Exercise input.
:::::
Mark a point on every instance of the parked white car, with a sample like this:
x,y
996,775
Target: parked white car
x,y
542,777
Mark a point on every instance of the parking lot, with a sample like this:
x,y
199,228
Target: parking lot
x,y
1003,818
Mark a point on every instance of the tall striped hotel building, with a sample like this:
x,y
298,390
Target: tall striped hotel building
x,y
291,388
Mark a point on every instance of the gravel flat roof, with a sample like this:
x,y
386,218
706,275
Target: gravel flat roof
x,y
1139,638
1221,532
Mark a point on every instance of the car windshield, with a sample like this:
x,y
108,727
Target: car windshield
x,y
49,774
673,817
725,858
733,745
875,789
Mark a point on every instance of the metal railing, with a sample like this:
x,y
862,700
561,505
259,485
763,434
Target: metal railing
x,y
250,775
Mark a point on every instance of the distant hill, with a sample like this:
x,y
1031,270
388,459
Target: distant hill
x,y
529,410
:::::
Task objective.
Write out every line of the records above as a numbered list, skipping any blank lines.

Answer to the exercise.
1. Mark a point on every instance of the parked white car, with a sample like this:
2. x,y
3. 996,775
4. Target: parked white car
5. x,y
6. 542,777
7. Mark a point on every instance of the parking lot, with a sample like this:
8. x,y
9. 199,228
10. Target: parking lot
11. x,y
12. 1003,818
13. Mark a point on every instance of the tall striped hotel building, with a sample like this:
14. x,y
15. 298,390
16. Target: tall striped hotel building
17. x,y
18. 291,388
19. Mark a point on every instance of the gravel flat roof, with a sample like this:
20. x,y
21. 386,218
22. 706,275
23. Target: gravel flat roof
24. x,y
25. 1139,638
26. 1221,532
27. Mark a point on every instance of the car windshield, with a sample like this:
28. x,y
29. 108,727
30. Target: car windshield
31. x,y
32. 49,774
33. 673,817
34. 725,858
35. 733,745
36. 875,789
37. Mark a point on every instance of the metal railing, with a sample like this:
38. x,y
39. 862,700
40. 561,505
41. 259,485
42. 763,434
43. Target: metal railing
44. x,y
45. 250,775
46. Mark a point on every instance of the distant hill, with a sample like this:
47. x,y
48. 1031,270
49. 388,459
50. Target: distant hill
51. x,y
52. 529,410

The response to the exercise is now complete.